**Point localization data**:
□ □ □ □
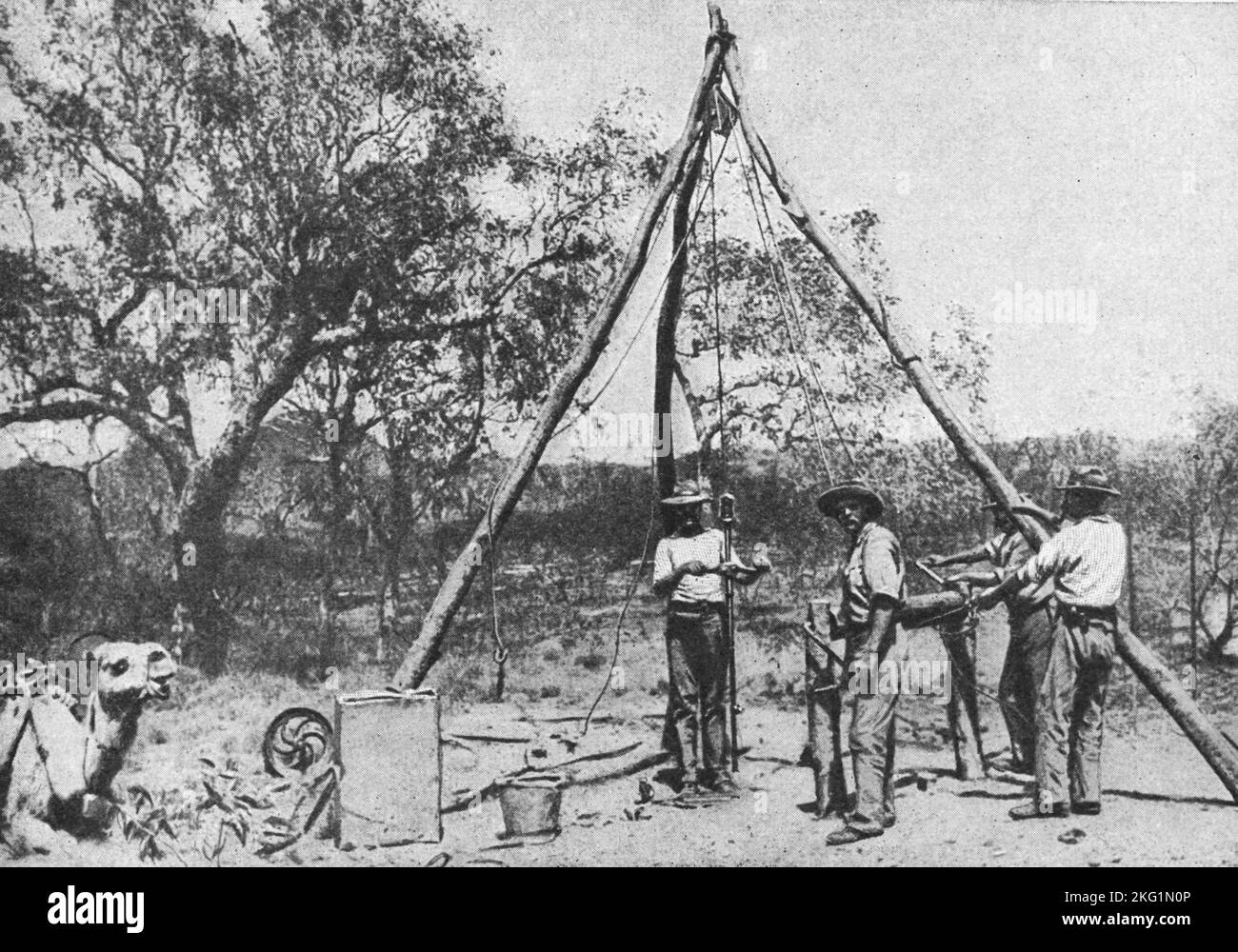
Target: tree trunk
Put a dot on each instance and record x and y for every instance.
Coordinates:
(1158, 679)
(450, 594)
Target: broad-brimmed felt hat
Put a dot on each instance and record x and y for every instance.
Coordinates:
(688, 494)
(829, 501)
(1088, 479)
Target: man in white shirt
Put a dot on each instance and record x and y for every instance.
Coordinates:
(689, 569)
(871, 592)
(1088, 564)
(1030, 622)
□ □ □ □
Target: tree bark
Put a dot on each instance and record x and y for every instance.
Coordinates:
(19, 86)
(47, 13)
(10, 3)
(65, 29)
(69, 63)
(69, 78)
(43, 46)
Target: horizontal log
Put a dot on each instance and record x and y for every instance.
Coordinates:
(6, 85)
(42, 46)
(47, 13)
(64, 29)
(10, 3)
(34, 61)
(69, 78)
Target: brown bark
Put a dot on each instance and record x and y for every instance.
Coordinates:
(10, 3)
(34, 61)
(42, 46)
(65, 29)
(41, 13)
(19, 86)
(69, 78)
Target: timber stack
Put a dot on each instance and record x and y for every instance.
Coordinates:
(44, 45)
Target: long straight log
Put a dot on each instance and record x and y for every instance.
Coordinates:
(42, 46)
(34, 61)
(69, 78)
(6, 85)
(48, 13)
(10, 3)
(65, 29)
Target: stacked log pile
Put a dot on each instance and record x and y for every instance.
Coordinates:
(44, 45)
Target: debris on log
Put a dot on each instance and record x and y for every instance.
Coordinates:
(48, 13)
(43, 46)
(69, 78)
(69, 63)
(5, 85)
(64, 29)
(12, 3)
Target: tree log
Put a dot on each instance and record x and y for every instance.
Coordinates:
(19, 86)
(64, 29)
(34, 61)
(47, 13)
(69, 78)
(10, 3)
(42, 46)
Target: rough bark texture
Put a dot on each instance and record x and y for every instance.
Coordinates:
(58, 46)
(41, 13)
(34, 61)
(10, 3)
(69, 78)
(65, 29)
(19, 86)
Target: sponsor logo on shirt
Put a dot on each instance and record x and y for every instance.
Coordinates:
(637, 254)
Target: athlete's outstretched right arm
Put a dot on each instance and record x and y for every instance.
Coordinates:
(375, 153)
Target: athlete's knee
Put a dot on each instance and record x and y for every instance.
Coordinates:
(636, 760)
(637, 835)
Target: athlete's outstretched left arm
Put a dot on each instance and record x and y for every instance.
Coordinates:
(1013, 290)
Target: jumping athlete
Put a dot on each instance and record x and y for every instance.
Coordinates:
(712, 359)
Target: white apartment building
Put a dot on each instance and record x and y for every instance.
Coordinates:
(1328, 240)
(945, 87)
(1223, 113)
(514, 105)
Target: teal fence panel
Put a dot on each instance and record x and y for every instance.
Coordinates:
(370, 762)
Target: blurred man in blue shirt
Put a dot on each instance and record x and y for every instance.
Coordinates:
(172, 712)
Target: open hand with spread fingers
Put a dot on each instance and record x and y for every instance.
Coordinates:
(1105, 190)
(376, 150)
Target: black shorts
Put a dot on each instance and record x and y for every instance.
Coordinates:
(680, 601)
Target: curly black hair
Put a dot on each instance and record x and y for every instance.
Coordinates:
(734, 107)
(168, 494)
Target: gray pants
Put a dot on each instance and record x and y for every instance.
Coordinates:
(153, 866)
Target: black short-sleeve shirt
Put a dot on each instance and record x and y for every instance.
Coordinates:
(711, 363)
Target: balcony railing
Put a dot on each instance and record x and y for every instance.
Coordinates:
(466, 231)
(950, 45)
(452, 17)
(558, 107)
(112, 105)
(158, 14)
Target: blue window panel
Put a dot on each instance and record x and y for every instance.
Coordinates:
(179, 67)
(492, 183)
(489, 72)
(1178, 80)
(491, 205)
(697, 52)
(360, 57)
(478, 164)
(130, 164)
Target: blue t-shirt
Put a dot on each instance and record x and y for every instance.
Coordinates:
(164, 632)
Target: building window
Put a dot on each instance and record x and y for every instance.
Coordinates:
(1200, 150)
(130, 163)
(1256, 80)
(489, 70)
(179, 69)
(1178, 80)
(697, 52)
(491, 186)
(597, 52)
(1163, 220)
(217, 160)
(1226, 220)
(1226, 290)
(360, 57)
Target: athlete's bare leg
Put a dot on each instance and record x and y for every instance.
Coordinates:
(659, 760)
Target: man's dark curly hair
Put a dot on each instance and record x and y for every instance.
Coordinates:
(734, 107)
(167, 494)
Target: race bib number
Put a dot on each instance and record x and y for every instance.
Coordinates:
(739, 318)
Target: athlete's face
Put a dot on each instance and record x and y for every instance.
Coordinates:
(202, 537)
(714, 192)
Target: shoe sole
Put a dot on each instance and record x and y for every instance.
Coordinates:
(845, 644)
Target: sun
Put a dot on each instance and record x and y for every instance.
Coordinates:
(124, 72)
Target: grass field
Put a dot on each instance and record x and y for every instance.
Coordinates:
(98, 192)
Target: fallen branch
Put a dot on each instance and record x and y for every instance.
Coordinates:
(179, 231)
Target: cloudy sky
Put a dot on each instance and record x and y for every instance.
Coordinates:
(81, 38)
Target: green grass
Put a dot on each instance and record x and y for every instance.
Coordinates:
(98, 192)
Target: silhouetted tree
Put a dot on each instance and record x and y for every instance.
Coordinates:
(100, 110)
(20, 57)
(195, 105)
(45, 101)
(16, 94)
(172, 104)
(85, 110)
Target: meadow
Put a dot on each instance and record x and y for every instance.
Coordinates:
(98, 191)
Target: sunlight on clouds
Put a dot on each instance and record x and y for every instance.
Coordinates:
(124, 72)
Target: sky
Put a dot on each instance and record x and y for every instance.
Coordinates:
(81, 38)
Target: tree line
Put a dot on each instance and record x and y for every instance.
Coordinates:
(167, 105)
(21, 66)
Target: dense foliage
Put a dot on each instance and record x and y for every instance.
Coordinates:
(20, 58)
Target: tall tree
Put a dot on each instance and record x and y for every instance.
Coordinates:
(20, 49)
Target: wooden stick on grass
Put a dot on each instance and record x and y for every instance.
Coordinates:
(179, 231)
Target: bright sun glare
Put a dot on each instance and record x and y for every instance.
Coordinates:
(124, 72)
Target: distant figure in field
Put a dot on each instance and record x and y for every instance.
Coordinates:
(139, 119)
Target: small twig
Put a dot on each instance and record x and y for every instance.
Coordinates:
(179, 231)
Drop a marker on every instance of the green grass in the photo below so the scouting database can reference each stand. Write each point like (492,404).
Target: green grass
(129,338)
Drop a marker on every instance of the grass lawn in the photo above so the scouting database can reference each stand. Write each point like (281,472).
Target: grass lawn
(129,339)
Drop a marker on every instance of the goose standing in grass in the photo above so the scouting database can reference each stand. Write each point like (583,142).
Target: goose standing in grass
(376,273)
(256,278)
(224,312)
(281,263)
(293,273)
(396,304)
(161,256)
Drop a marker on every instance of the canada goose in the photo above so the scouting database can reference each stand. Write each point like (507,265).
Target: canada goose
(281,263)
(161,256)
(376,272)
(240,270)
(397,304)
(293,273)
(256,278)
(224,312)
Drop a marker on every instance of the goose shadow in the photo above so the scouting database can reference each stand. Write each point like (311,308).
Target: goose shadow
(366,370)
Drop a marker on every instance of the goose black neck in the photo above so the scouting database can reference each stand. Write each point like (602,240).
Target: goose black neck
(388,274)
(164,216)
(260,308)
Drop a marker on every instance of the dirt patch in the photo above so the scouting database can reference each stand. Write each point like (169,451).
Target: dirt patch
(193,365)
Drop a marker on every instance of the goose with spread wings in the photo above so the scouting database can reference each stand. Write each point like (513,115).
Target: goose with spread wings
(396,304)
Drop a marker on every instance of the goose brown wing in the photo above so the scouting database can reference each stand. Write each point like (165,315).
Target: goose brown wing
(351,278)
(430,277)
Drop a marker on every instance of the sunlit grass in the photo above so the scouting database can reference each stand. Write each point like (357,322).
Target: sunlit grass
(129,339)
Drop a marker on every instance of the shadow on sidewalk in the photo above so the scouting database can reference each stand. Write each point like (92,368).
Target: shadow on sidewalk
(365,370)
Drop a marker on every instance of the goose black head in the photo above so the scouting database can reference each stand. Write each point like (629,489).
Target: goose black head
□ □ □ □
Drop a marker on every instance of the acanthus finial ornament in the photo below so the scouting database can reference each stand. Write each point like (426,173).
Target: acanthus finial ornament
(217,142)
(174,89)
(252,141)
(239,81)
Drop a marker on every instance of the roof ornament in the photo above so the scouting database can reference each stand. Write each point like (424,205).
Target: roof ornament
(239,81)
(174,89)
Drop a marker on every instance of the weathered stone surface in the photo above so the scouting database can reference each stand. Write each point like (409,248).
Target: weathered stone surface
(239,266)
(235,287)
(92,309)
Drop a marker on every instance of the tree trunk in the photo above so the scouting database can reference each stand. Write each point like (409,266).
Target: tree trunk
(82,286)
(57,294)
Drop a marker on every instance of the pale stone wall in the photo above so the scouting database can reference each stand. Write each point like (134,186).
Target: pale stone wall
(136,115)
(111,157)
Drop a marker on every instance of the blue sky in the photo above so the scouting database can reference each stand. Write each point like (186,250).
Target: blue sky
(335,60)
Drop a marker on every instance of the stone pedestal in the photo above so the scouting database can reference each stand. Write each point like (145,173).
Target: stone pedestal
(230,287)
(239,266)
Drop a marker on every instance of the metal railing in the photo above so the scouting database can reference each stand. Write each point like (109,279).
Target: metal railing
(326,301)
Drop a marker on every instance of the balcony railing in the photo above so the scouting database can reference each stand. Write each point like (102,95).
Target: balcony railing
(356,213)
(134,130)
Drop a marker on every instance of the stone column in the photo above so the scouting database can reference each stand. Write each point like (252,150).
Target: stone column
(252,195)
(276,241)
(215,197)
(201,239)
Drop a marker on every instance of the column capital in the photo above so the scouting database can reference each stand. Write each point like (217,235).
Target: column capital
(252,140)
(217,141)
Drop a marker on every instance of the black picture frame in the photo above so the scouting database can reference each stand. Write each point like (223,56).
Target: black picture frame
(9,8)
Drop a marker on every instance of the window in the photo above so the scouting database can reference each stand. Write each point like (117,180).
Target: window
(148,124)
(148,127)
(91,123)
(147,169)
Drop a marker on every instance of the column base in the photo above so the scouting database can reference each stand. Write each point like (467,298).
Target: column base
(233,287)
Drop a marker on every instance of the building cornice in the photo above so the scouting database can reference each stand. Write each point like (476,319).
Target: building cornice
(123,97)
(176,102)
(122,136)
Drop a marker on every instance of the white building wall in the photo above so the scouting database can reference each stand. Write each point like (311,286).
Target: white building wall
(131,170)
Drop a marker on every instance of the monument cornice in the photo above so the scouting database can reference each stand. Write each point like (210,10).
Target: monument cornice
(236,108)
□ □ □ □
**DESCRIPTION OF THE TASK**:
Every line above from the line with "Target: building window" to the line with "Target: shoe sole", inclusive, must be returned exactly; no other line belongs in the reply.

**YOUR RESPONSE**:
Target: building window
Put a dot on each instance and record x and y for every instance.
Coordinates:
(1200, 150)
(130, 163)
(1256, 80)
(489, 70)
(179, 69)
(1178, 80)
(697, 52)
(491, 186)
(597, 52)
(1163, 220)
(217, 160)
(1226, 220)
(1226, 290)
(360, 57)
Target: athlete's bare leg
Put a dot on each instance and record x and y for every instance.
Coordinates:
(659, 760)
Target: man's dark curly hair
Put a dot on each instance and record x and y for every instance.
Coordinates:
(734, 107)
(167, 494)
Target: race bib number
Put a dot on each instance and record x and y for every instance.
Coordinates:
(739, 318)
Target: athlete's face
Put a dot on each instance and record x and y for every instance.
Coordinates:
(202, 537)
(714, 192)
Target: shoe sole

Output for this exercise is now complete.